**ABOUT THIS TASK:**
Copy each line of the entries beneath that contains the word "decorative".

**RECORDS FOR THIS TASK:**
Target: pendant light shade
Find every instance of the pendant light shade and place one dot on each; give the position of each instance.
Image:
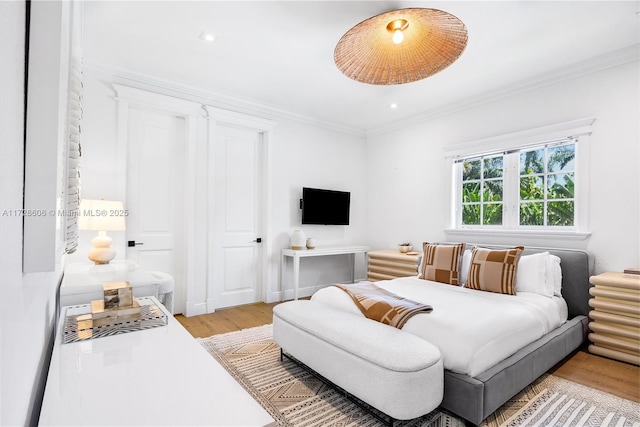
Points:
(401, 46)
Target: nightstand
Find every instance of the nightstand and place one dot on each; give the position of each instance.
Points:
(391, 263)
(615, 318)
(82, 282)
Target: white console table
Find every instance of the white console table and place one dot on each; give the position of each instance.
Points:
(154, 377)
(296, 255)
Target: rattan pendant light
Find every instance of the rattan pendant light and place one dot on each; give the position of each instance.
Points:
(401, 46)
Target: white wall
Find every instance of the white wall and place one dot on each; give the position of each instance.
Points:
(27, 301)
(301, 154)
(410, 178)
(309, 156)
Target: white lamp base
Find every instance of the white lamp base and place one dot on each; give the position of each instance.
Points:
(101, 253)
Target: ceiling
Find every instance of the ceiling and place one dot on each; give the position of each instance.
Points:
(279, 54)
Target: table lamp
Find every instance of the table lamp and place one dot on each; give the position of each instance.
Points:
(101, 216)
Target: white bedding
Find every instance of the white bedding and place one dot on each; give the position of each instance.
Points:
(474, 330)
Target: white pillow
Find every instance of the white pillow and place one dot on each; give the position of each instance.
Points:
(464, 268)
(531, 275)
(554, 274)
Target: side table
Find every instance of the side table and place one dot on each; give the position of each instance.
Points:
(615, 318)
(82, 282)
(389, 264)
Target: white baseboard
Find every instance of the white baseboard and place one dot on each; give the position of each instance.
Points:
(195, 309)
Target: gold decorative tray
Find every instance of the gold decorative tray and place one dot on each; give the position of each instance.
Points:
(80, 325)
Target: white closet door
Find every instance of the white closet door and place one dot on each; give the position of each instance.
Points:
(155, 179)
(235, 245)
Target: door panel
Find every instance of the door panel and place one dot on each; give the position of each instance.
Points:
(155, 165)
(236, 207)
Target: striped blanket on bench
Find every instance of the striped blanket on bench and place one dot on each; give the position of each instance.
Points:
(384, 306)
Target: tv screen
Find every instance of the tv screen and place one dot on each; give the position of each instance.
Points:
(325, 207)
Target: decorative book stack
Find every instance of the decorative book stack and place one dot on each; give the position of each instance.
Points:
(117, 306)
(117, 312)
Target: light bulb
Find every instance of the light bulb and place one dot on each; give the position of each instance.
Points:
(398, 37)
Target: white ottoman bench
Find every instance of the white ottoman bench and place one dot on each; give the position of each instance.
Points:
(391, 370)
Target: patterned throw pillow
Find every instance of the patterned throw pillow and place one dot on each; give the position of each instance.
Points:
(441, 263)
(494, 270)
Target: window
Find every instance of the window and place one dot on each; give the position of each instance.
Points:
(532, 187)
(547, 186)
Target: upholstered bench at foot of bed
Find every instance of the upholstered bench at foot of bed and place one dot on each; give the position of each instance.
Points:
(393, 371)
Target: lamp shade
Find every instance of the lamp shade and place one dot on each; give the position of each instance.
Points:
(101, 215)
(401, 46)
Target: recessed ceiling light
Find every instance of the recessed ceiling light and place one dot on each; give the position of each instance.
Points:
(207, 36)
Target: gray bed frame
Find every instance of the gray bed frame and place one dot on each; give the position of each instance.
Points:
(475, 398)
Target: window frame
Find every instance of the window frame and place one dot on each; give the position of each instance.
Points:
(510, 145)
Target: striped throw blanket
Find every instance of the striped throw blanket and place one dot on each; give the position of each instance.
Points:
(384, 306)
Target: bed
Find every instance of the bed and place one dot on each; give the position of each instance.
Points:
(484, 369)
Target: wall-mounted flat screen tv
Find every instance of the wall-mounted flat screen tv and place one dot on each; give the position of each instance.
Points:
(325, 207)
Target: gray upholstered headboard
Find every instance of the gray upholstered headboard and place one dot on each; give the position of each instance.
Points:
(577, 267)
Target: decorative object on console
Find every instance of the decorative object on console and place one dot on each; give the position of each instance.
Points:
(298, 240)
(311, 243)
(117, 312)
(101, 216)
(405, 247)
(401, 46)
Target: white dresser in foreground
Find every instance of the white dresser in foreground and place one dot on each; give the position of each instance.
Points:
(82, 282)
(160, 376)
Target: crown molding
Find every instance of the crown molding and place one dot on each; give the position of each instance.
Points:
(140, 80)
(592, 65)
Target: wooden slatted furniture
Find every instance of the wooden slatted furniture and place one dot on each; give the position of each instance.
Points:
(390, 264)
(615, 318)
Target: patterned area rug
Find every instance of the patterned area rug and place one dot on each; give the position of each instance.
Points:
(295, 397)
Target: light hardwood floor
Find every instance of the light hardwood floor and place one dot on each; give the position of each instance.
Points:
(611, 376)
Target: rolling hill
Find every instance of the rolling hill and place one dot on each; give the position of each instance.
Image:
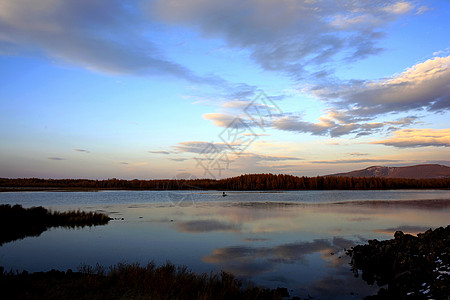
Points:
(416, 172)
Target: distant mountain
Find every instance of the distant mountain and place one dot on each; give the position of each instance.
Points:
(416, 172)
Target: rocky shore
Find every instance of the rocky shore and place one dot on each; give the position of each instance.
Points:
(406, 267)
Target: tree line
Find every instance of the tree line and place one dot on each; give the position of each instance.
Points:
(243, 182)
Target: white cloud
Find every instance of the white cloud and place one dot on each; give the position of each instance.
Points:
(410, 138)
(287, 35)
(424, 85)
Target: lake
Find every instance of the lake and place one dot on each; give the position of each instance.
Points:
(293, 239)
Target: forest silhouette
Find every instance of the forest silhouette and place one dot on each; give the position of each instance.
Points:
(243, 182)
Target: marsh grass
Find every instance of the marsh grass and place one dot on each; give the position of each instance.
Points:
(17, 222)
(130, 281)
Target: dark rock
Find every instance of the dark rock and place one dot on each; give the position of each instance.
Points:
(409, 265)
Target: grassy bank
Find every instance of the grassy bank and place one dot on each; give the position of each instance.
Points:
(17, 222)
(125, 281)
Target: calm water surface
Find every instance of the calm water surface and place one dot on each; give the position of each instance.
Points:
(280, 239)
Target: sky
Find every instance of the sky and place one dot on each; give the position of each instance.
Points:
(153, 89)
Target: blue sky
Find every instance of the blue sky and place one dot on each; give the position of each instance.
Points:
(154, 88)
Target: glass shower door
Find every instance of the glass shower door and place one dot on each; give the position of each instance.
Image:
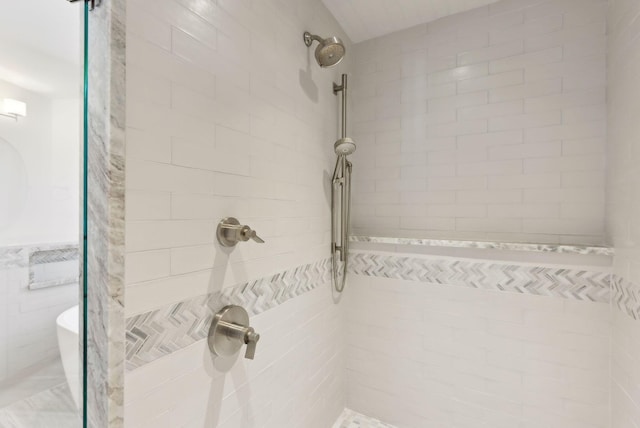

**COMPLETED EXERCISE:**
Target: gold decorative tray
Find every instance of the gold decorative tray and place one dot on each; give the position of each instance.
Target: decorative book stack
Find every instance of the decorative book stack and place one dot on each; give the position of each instance.
Target: decorative object on console
Find every instance of the decorative object on console and place one dot on each; give the position of each instance.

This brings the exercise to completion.